Dataset entries:
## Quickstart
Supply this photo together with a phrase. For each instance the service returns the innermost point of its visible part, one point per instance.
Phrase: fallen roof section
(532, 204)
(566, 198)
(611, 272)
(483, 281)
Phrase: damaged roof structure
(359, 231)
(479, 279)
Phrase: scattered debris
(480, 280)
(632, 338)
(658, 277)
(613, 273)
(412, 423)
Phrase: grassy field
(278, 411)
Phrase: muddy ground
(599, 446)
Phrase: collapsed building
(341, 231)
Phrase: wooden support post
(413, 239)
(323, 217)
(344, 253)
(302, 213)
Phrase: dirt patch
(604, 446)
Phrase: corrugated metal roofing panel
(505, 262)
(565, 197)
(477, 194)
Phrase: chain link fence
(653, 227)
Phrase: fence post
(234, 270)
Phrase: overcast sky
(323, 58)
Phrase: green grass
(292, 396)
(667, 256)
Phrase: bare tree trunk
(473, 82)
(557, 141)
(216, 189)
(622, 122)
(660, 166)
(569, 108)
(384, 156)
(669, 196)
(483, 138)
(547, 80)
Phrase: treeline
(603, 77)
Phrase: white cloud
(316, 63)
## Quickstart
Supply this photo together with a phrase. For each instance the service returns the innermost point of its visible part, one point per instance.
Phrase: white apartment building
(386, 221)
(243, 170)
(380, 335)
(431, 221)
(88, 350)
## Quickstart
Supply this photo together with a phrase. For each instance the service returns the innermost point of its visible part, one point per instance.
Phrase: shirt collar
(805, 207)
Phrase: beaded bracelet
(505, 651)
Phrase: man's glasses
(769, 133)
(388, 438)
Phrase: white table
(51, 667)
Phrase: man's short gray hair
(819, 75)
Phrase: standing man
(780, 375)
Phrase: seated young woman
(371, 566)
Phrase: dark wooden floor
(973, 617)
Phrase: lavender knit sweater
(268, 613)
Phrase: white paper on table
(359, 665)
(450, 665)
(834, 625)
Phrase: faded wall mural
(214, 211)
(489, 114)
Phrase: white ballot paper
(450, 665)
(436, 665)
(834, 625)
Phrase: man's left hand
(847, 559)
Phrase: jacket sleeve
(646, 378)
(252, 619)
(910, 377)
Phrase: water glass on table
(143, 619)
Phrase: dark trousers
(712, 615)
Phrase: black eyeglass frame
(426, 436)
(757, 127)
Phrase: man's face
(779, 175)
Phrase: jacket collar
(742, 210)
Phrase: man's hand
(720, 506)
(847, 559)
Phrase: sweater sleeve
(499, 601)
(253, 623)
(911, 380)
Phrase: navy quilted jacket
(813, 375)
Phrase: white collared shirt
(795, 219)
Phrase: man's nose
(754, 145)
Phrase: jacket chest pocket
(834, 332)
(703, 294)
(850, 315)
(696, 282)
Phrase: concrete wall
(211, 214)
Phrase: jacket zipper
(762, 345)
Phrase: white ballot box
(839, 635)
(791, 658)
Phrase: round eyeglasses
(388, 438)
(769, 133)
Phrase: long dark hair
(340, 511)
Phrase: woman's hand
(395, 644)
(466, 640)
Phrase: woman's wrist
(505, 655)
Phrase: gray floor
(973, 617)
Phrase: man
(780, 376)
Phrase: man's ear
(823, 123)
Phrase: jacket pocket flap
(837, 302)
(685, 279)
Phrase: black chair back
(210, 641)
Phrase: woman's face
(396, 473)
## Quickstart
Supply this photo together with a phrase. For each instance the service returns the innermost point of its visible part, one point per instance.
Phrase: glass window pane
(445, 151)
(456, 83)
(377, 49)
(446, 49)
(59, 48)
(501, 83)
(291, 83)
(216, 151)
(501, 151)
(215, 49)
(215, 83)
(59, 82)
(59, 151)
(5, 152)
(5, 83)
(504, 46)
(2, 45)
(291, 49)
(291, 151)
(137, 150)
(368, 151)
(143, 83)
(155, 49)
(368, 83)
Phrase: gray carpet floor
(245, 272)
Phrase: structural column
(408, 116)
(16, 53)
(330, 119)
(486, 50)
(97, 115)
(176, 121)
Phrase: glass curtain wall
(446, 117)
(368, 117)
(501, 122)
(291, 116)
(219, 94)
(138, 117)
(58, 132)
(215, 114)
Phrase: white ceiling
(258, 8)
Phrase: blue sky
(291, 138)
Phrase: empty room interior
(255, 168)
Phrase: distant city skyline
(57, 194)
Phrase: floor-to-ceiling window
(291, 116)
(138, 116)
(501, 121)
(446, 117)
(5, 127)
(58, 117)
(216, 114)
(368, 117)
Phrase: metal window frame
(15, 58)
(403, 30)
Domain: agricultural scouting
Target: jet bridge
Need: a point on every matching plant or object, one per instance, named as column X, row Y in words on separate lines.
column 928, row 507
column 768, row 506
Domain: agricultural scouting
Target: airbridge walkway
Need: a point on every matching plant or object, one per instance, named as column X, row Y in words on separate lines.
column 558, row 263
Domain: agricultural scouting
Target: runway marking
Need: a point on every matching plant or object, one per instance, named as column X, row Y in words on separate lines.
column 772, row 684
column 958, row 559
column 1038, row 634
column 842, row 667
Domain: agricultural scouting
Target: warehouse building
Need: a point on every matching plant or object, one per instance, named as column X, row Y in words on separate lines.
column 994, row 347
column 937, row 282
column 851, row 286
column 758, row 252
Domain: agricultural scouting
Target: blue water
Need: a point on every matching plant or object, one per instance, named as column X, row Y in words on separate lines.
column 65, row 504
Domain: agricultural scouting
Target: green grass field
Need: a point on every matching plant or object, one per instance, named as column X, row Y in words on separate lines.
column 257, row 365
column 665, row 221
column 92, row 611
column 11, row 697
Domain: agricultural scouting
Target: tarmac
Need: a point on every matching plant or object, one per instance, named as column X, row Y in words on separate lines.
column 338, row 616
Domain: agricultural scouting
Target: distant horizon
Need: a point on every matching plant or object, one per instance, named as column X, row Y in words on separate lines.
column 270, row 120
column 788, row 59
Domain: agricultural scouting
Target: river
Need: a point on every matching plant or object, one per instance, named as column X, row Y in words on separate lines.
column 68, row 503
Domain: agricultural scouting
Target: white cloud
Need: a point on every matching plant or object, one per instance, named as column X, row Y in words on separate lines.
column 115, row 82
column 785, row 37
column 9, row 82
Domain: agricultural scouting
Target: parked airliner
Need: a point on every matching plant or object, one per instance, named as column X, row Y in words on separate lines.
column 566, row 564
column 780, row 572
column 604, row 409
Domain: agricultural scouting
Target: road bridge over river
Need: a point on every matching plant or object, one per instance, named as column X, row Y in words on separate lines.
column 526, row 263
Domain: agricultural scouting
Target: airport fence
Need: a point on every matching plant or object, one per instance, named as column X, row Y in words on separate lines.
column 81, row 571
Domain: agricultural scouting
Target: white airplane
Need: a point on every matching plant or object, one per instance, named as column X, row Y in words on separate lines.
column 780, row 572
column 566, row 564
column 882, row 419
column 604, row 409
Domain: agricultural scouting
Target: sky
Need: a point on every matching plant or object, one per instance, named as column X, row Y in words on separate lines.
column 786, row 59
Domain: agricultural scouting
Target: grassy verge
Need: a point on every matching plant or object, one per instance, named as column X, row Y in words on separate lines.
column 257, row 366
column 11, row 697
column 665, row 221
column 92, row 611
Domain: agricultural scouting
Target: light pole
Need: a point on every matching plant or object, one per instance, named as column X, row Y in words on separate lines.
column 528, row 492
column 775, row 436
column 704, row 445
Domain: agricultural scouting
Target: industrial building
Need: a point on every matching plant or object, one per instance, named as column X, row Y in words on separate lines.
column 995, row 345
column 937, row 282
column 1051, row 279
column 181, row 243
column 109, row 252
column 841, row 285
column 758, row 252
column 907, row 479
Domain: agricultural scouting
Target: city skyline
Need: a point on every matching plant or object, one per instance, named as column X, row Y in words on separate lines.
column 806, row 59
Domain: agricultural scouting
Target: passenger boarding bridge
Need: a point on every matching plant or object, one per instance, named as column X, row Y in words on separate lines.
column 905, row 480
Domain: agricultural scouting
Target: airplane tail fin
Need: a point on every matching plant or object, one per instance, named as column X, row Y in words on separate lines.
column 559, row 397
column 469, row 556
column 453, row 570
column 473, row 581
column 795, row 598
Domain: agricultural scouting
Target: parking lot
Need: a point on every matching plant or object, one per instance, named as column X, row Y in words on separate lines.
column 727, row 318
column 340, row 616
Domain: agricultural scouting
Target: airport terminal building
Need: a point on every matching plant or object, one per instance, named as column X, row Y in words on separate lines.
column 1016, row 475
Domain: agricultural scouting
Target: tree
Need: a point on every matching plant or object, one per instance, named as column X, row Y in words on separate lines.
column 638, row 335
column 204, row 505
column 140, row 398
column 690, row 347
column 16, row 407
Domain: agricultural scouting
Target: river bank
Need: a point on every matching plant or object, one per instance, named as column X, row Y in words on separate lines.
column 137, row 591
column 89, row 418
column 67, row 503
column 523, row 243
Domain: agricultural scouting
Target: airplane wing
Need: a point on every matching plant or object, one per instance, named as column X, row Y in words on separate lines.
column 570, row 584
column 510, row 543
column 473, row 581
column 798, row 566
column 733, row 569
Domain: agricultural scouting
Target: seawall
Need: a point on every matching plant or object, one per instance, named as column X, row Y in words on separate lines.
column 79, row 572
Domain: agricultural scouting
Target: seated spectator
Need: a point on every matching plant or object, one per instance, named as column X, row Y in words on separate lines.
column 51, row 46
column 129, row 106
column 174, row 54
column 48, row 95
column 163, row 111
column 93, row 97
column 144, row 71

# Work required
Report each line of the records above that contains the string "airplane", copying every such line in full.

# Answer to this task
Target: white airplane
Target: airplane tail fin
Target: airplane wing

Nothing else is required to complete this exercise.